(Required task):
Retype each of the rows below word for word, leaving out the pictures.

(Excerpted records):

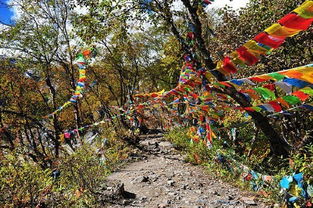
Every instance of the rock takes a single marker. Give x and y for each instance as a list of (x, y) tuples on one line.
[(216, 193), (248, 200), (198, 191), (141, 179), (231, 197), (170, 183), (184, 187)]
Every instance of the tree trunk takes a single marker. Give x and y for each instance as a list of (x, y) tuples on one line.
[(278, 145)]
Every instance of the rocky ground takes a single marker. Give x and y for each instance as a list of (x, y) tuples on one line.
[(160, 178)]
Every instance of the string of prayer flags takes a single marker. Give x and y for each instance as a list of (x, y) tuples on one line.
[(293, 99), (205, 3), (297, 77), (271, 38), (81, 61)]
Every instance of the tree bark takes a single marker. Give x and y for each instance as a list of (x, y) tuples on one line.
[(278, 145)]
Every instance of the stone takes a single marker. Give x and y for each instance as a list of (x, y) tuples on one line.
[(170, 183), (249, 200)]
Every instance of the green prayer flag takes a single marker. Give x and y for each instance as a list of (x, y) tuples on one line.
[(265, 93), (257, 109), (307, 90), (276, 76), (292, 99)]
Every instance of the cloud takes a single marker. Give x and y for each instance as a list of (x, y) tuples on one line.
[(15, 9), (236, 4)]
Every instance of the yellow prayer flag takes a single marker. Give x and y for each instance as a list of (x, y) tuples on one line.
[(281, 31), (305, 10)]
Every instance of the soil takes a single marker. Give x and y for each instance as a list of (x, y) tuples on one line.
[(158, 177)]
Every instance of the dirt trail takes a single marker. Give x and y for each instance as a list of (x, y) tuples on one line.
[(160, 178)]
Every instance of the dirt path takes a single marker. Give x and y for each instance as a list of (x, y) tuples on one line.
[(160, 178)]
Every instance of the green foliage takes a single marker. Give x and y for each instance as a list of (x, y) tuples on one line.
[(82, 174), (22, 183)]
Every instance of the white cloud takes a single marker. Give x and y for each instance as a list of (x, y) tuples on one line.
[(15, 9), (236, 4)]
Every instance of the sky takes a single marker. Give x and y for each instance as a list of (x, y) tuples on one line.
[(236, 4), (6, 14)]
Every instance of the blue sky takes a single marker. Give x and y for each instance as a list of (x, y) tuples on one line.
[(5, 13)]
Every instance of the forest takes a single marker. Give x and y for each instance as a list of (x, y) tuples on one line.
[(82, 81)]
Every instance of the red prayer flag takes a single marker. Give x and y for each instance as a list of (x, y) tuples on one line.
[(269, 40), (257, 79), (270, 86), (275, 105), (246, 56), (295, 22), (249, 109), (301, 95), (228, 66)]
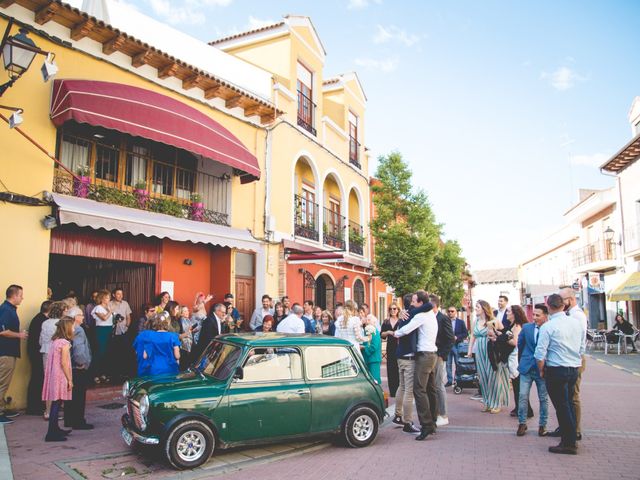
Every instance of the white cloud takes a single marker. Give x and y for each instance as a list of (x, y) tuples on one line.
[(387, 34), (593, 160), (360, 4), (189, 12), (385, 65), (564, 78)]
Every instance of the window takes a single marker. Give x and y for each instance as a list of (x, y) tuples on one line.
[(358, 292), (272, 364), (306, 106), (335, 222), (354, 145), (308, 208), (219, 360), (329, 362)]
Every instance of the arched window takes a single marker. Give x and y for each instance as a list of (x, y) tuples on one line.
[(358, 292)]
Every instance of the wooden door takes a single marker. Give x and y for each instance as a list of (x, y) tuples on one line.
[(245, 297)]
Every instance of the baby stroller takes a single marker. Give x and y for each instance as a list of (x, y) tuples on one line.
[(466, 374)]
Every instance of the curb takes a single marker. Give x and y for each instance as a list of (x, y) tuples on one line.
[(617, 367), (5, 460)]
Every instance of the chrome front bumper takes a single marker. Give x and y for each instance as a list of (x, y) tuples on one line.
[(135, 435)]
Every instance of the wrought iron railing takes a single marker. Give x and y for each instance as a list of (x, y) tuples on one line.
[(333, 229), (305, 218), (599, 251), (356, 238), (200, 210), (354, 152), (306, 111)]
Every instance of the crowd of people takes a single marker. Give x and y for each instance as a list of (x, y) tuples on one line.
[(71, 345), (424, 346)]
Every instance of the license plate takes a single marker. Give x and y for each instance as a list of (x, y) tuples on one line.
[(127, 437)]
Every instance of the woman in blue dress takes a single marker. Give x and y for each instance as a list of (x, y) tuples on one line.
[(494, 384), (158, 350)]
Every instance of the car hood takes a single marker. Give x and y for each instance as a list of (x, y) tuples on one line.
[(176, 387)]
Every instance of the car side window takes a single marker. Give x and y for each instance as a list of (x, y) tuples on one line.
[(272, 364), (329, 362)]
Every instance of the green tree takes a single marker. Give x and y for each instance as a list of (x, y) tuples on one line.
[(447, 273), (404, 228)]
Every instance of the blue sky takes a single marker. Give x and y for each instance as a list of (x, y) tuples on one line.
[(502, 109)]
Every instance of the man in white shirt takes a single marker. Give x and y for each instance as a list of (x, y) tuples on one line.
[(424, 387), (572, 309), (292, 323), (259, 313), (501, 313), (371, 316)]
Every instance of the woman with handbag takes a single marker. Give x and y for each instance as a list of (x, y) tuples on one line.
[(493, 375)]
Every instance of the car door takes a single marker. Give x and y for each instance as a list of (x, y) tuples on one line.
[(336, 383), (272, 399)]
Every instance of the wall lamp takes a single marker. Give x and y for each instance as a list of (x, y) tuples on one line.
[(609, 234), (18, 52), (49, 222)]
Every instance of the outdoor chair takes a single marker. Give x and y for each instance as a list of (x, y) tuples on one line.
[(595, 339), (615, 340), (633, 337)]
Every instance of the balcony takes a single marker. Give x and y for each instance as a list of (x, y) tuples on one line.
[(356, 238), (306, 218), (333, 229), (306, 113), (597, 255), (195, 196), (354, 152)]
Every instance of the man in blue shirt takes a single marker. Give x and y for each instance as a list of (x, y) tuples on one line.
[(527, 342), (10, 336), (561, 344)]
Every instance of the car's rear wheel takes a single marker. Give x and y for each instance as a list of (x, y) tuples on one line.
[(189, 444), (361, 427)]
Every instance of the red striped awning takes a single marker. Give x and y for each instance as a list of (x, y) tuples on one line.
[(151, 115), (328, 257)]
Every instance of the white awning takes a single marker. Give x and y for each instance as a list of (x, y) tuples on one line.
[(89, 213)]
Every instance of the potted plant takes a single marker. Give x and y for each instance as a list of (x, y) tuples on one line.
[(82, 181), (197, 207), (141, 193)]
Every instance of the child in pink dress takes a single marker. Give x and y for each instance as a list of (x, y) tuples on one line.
[(58, 382)]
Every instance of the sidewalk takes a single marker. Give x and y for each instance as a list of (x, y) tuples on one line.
[(611, 429)]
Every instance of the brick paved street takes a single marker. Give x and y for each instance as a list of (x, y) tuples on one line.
[(475, 445)]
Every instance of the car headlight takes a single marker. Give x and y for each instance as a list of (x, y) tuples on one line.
[(144, 406)]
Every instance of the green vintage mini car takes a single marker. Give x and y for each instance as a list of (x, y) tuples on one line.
[(255, 388)]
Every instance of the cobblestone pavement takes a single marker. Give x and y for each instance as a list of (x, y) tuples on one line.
[(474, 446)]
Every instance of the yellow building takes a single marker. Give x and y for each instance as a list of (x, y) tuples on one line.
[(317, 195), (175, 165), (154, 178)]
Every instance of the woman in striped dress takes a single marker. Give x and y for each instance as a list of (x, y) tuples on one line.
[(494, 384)]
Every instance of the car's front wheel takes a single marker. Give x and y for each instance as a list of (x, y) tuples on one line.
[(189, 444), (361, 427)]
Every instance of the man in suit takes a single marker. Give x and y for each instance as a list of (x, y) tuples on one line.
[(445, 340), (527, 341), (461, 333), (211, 327)]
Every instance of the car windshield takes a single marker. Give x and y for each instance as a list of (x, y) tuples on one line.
[(218, 360)]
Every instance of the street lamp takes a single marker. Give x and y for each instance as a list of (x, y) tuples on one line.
[(18, 52)]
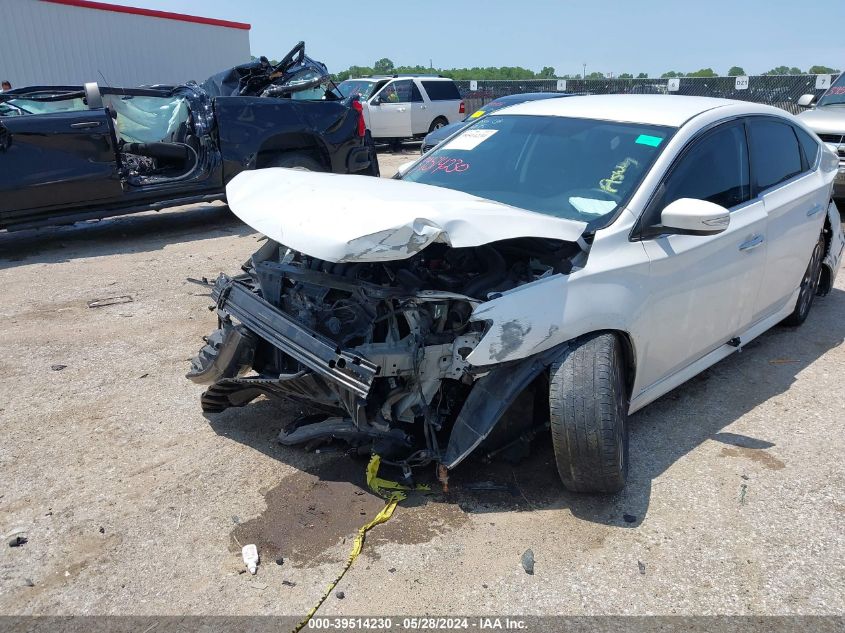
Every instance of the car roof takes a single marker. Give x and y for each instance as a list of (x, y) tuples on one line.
[(670, 110), (528, 96)]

(Output of the exercise):
Every instance of the rock takes a single marker. Give x and y for each instance as a list of (x, y) tuples on one line.
[(216, 193), (248, 200), (198, 191), (141, 179), (231, 197), (170, 183), (184, 187)]
Every instance of the tree trunk takes a single marker. Give x and y for each instance as a list of (x, y) tuples on one line.
[(278, 145)]
Every instance of the rocky ground takes a single marker. Give x and y for each instance as a list of (x, y) tuples on one line.
[(160, 178)]
Every instance of the string of prayer flags takes a single marker. Give x and y for each instance as a list of (x, y) tuples on one line.
[(293, 99), (205, 3), (297, 77), (271, 38), (81, 61)]
Every instance of the tree bark takes a single marker. Give x and y for each instance as a list of (x, y) tuples on one line.
[(278, 145)]
Every instance of the stone takes a single marker. Give x and y for each instance as a list of (x, y) tuples on one line.
[(170, 183), (249, 200)]
Every instance of the green prayer flag takes a single marker. Give x and y for each instance as a list of (x, y) tuples on one line.
[(265, 93), (257, 109), (307, 90), (276, 76), (292, 99)]
Every instance of the cloud takes a single marker. Give x and y for each instance as a list of (x, y) tuples on one line.
[(15, 9), (236, 4)]
Every instance of the yellow prayer flag takes a single marker. Give x and y for each instance as a list of (x, y) tuples on one line.
[(281, 31), (305, 10)]
Every instance of the soil takes a single marker. Give x and y for each instance as a list of (x, y) tuples on one line.
[(158, 177)]
Every instance of the dirt trail takes a single marker. Give x and y for each instance as a list of (x, y) tuples on one line.
[(160, 178)]
Every instance of the dirt path takes a single marker. Give x and y for each instance as a list of (x, y) tuples on one line.
[(160, 178)]
Every instance of the green foliage takes a single marker. Give x and y for each instance as a list of (x, y) tuples on one line.
[(82, 174), (22, 183)]
Every instance of the white cloud takes a single marker. Give x and y for each instance as a list of (x, y) tuples on one line.
[(15, 9), (236, 4)]
Every instance of the sky takes a single marker. Give x and y for each instance as a list of (x, y) tuples on one line.
[(236, 4), (6, 14)]
Every instance of the blue sky takes a single marker. Give x and y for each instance as a list of (x, y) tuples on one line.
[(5, 13)]
Every instance of the forest takes a single marker. Give x and y for each instance as a list of (x, y) tuples on one line.
[(82, 81)]
Every instance of the red prayer flag takes a single marker. Give x and y for each instance as a list of (x, y) tuples on one line.
[(269, 40), (257, 79), (270, 86), (275, 105), (246, 56), (295, 22), (249, 109), (301, 95), (228, 66)]
Every instance of the white cloud takes a single marker. Give x and y for each instance as a list of (x, y) tuples on one line.
[(387, 34), (593, 160), (360, 4), (189, 12), (385, 65), (564, 78)]
Every instance of the window takes a single marker. Give x and y for each instance as a list of (x, y) tuples on one line.
[(358, 292), (272, 364), (306, 106), (335, 222), (354, 145), (308, 208), (219, 360), (329, 362)]
Every instance of the arched window takes a single marker. Give x and y for each instance as a list of (x, y) tuples on one line.
[(358, 292)]
Every instance of the wooden door takes a single marker. Give x and y for each instance as a list of (x, y) tuples on one line.
[(245, 297)]
Every instance of the baby stroller takes a single marker. Give x and y for each instance as a list of (x, y) tuples on one line.
[(466, 374)]
Every instance of the curb takes a single marker. Give x and y for each instance as a list of (x, y) tuples on one line.
[(617, 367), (5, 460)]
Every instance of the chrome front bumper takes a single marker. Give x and y for each instance as a list of (x, y) tuples on one line.
[(135, 435)]
Every instance of the wrought iron railing takes a single marker. Give x and y for each instance as a list of (x, y) tuples on one line.
[(333, 229), (305, 218), (599, 251), (356, 238), (200, 210), (354, 152), (306, 111)]
Every instance of the crowd of people takes a single marker. Give x and y for each instance as a list of (x, y) tuples on one line.
[(71, 345), (424, 346)]
Every instance of the license plate takes a single marker. Give x and y for each instance as a list of (x, y) tuples on one line.
[(127, 437)]
Every instance of the woman in blue dress takes a single marker. Give x and y for each instance as a list of (x, y) tuples on one line.
[(494, 384), (158, 350)]
Every instance of the car hood takes a single marker. Give x and y for each instance as a list of (x, y) tuples on one line.
[(176, 387)]
Every instance of the car side window takes a single marker. Give x and y for each instance as a list of (x, y) tuples on one line.
[(272, 364), (329, 362)]
Every instance of the green tree takes a single marker. Give x and y for each instance as a list of (x, y) tuples on one line.
[(447, 273), (404, 228)]
Every instance of the blue sky takes a single marker. Give x and y for each instance as a list of (x, y) tuples on one line.
[(502, 109)]
Every instance of the man in white shirt takes a single marker. Give x and y for each instance as a list of (x, y) tuples on one line.
[(424, 387), (572, 309), (292, 323), (259, 313), (501, 313), (371, 316)]
Every instance of the woman with handbag takes a single marker. Give x and y for each instance as a list of (x, y) tuples on one line.
[(493, 375)]
Every instance of the car door takes a single marker. Give x and y for each instance as a list of (x, y) tuples on one line.
[(336, 383), (272, 399)]
Every instance of the wall lamp takes a single marker. Give x and y for each instance as a list of (x, y) tuples on one line.
[(609, 234), (18, 52), (49, 222)]
Every instance of the outdoor chair takes a single marker. Give x and y for each instance as a list of (x, y) tuples on one line.
[(595, 339), (615, 340), (633, 337)]
Every instance of the balcony takes a single marker. Give x and y for each instance as a list of (x, y) tuples on one line.
[(356, 238), (306, 218), (333, 229), (306, 113), (597, 255), (195, 196), (354, 152)]
Every instance of the man in blue shirt takes a single marker. Give x and y for each instance as a list of (x, y) tuples on one line.
[(527, 342), (10, 336), (561, 344)]
Every instance of the car's rear wheel takes a single marker. Give x and y for each instance as a list of (x, y) tuples on one line.
[(189, 444), (361, 427)]
Every instance of the red striped awning takes a single marker. Give x and y for each instance as a list of (x, y) tuples on one line.
[(151, 115), (328, 257)]
Every instance of the white awning takes a single marker. Give x and y for each instance as a list of (x, y) tuples on one line.
[(89, 213)]
Every instance of the potted plant takes a single marker. Give x and y for each instance as a list of (x, y) tuples on one line.
[(82, 181), (197, 207), (141, 193)]
Every instance of the child in pink dress takes a single marker. Give x and y for each instance as a list of (x, y) tuples on one line.
[(58, 382)]
Every instance of the sidewalk takes a single marker. Give x and y for each instance as a list of (x, y) tuples on one line.
[(611, 429)]
Every instance of the brick paved street takes a single marker. Give x and y for each instance as a list of (x, y) tuples on one line.
[(475, 445)]
Every instance of the car headlight takes a single marker. Give x and y for each instance as a list of (x, y) tuples on one line.
[(144, 406)]
Every instance of the green vintage mini car takes a single marker. Give x and y for each instance as a list of (x, y) tuples on one line.
[(255, 388)]
Every instance of the cobblestone pavement takes a single marker. Give x and y for each instance as a list of (x, y) tuples on one line.
[(474, 446)]
Every instance of the yellow building takes a single marker. Give x and y for each instance as a list of (x, y) tuples on one line.
[(317, 195), (175, 165), (154, 178)]
Every instance of the woman in striped dress takes a single marker. Give x and y for each instance as a list of (x, y) tuples on one line.
[(494, 384)]
Every instance of the car's front wheel takes a single marker. Give x and y for each instance as a list of (x, y) tuples on one line.
[(189, 444), (361, 427)]
Every instance of the man in suit takes a single marker. Give x and y for each instance as a list of (x, y) tuples on one line.
[(445, 340), (527, 341), (461, 333), (211, 327)]
Every instance of the car windshield takes a single marker. Give x and y for each instance as a list of (x, y) tuples on one line.
[(218, 360)]
Every instance of the street lamp takes a single marker. Give x and y for each instance as a list of (x, y) tuples on one line.
[(18, 52)]
Every instance of the car roof takes a single marker. Give x and y for each instance as a list of (x, y) tuples on one line.
[(670, 110), (528, 96)]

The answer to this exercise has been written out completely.